Activity → Please reproduce the entries below exactly, starting at the first line and ending with the line that holds "x=271, y=99".

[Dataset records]
•••

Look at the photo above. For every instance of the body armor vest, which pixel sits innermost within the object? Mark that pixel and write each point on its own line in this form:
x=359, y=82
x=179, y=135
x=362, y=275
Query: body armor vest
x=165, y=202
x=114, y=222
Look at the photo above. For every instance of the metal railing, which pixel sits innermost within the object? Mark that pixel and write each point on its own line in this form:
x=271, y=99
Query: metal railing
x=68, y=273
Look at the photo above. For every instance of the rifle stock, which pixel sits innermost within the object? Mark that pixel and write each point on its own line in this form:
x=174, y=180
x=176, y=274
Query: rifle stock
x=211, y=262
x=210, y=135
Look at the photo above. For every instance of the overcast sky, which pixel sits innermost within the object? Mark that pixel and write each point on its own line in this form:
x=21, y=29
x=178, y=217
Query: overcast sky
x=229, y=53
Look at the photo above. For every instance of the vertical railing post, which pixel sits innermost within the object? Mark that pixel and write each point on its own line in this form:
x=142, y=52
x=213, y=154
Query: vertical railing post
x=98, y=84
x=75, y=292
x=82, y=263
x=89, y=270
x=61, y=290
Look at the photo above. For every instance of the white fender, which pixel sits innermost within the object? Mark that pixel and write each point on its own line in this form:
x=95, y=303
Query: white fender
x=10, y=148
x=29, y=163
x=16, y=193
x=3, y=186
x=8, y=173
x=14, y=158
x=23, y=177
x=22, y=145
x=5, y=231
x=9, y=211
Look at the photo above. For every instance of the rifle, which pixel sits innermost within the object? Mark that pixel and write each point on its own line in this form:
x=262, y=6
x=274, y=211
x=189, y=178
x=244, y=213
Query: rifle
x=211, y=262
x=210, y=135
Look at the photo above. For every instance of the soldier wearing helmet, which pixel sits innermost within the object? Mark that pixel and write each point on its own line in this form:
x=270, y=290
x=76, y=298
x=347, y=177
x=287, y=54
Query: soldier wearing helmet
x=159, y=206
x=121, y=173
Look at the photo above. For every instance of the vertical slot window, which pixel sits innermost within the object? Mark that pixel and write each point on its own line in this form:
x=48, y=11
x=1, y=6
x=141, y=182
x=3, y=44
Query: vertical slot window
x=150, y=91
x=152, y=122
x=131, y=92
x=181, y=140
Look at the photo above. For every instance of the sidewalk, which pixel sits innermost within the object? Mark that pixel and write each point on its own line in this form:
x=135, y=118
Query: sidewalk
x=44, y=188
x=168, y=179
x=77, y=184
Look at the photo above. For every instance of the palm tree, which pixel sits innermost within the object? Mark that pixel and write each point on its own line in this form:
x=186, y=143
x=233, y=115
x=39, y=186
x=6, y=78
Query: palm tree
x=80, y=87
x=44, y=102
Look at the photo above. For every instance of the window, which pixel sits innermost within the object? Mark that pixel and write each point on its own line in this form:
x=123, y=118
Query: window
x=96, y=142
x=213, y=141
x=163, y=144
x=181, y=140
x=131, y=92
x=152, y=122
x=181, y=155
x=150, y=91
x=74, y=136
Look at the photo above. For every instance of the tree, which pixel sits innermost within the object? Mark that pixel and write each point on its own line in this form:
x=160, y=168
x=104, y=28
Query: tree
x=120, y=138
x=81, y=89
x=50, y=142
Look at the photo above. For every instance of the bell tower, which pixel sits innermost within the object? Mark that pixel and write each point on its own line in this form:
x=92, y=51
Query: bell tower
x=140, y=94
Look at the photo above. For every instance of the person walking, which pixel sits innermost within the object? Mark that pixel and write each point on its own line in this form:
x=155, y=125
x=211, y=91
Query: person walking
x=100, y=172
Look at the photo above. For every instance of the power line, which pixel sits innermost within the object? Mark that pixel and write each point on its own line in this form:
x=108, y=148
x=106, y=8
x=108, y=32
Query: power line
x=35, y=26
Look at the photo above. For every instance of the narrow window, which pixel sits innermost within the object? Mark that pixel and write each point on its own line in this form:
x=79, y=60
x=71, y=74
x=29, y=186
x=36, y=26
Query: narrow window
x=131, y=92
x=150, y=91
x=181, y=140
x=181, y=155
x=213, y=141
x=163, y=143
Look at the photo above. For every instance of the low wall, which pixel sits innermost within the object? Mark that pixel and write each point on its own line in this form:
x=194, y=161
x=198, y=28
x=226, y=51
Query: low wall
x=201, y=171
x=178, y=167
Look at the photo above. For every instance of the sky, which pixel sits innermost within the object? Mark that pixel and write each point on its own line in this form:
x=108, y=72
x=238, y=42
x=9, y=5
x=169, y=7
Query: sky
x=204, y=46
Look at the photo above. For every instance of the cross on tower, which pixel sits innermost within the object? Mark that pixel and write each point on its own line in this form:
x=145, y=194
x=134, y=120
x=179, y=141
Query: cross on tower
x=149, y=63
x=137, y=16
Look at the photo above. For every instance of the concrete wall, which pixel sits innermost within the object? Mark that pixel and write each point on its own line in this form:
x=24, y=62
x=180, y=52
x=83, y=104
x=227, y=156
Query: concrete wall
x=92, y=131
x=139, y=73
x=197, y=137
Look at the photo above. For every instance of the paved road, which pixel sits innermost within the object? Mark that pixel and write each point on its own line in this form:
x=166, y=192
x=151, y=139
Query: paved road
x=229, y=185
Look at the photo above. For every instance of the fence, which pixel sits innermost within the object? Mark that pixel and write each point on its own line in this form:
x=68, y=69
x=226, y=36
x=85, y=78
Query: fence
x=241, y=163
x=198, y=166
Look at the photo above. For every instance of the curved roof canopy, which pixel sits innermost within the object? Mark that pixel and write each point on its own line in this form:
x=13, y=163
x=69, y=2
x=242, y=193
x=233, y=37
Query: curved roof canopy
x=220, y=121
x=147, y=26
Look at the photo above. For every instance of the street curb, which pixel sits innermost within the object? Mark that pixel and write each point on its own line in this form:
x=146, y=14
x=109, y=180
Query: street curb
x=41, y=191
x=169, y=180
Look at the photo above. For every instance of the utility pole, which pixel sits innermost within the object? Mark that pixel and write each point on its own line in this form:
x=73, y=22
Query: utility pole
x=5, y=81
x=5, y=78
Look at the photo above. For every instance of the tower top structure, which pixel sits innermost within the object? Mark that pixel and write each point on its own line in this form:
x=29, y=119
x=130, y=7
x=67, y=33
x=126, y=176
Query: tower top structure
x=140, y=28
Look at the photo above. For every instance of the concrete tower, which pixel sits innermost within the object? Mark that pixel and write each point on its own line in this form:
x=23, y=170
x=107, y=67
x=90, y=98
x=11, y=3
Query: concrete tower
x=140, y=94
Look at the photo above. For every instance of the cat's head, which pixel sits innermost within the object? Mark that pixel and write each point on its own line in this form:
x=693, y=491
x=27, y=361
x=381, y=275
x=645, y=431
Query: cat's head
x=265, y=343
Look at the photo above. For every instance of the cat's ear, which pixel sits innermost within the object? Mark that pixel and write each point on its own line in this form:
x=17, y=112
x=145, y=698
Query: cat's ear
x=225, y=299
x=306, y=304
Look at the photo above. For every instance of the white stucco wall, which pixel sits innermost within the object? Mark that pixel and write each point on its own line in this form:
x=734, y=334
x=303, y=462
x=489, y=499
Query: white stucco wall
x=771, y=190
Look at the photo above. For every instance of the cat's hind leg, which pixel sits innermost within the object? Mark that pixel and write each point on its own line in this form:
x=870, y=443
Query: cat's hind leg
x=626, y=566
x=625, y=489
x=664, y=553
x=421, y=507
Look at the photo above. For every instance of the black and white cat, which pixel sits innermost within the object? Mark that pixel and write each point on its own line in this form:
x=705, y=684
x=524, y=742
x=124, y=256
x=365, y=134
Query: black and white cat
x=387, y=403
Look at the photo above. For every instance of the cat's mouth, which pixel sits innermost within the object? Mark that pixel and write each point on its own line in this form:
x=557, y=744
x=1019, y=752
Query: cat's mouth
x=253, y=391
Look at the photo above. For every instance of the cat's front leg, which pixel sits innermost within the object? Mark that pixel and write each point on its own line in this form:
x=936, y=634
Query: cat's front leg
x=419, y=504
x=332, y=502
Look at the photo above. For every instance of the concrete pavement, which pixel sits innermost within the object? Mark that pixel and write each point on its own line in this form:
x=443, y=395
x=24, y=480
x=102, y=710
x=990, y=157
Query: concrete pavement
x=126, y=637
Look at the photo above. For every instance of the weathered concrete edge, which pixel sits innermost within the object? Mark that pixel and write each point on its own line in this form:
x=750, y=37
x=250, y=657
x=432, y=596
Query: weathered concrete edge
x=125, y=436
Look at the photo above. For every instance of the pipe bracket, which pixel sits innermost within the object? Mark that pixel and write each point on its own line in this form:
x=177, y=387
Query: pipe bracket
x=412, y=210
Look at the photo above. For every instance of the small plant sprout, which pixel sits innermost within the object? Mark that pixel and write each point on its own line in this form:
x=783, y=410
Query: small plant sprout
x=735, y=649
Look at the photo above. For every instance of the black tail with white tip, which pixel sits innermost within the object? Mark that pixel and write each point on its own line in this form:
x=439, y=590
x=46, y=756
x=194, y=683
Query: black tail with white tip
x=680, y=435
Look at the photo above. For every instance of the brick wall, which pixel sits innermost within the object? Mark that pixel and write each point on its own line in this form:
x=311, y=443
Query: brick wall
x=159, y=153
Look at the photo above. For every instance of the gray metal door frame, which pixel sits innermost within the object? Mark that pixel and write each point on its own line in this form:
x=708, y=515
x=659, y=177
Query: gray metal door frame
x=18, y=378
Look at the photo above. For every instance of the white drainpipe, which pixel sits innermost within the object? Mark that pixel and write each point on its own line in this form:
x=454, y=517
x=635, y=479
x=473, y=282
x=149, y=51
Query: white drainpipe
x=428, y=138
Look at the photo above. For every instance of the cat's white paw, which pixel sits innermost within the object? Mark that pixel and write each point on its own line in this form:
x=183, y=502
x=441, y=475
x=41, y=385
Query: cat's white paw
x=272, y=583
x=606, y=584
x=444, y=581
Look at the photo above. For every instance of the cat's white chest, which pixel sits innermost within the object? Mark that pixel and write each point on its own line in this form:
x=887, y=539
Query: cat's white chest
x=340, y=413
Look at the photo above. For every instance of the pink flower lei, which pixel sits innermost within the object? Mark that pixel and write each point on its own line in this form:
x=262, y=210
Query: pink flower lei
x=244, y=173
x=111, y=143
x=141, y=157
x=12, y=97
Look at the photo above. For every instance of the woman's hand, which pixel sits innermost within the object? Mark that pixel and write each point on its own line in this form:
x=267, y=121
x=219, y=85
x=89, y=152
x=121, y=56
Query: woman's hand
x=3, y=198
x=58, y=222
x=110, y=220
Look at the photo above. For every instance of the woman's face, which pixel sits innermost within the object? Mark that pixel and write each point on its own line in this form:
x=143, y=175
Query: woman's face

•••

Output of the task →
Look at the photo above. For every instance of the body armor vest, which pixel sits innermost within the object? Mark that pixel and write each point on its own line in this form:
x=359, y=82
x=179, y=135
x=362, y=275
Query: body armor vest
x=165, y=202
x=114, y=222
Look at the photo above. For every instance of the metal railing, which pixel sits innermost within the object? Mark that pixel and write each point on its own line in this form:
x=271, y=99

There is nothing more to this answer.